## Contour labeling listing
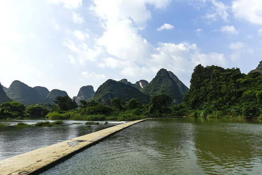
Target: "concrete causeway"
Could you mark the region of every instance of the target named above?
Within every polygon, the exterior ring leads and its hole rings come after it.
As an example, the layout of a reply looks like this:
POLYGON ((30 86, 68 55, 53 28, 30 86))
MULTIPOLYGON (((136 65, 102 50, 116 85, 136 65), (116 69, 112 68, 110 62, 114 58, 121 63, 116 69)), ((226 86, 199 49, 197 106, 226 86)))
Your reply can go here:
POLYGON ((140 120, 104 129, 0 161, 2 175, 37 174, 140 120))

## GIVEN TASK
Reproduce every line of the listing above, requests included, offsetting each coordinate in the answers by 10. Leave the pictures out.

## TASK SOLUTION
Target: "concrete causeway"
Could you mark the region of every instance of the target named above?
Within every polygon, the exterior ring leads and its hole rings come after it.
As an example, the layout of a reply looks like this:
POLYGON ((30 86, 68 55, 53 28, 30 86))
MULTIPOLYGON (((136 65, 102 50, 116 85, 136 65), (116 69, 112 68, 110 62, 114 58, 121 63, 116 69)), ((226 86, 199 49, 197 106, 226 86)))
Your reply can go here:
POLYGON ((150 130, 114 139, 10 171, 12 185, 47 184, 150 130))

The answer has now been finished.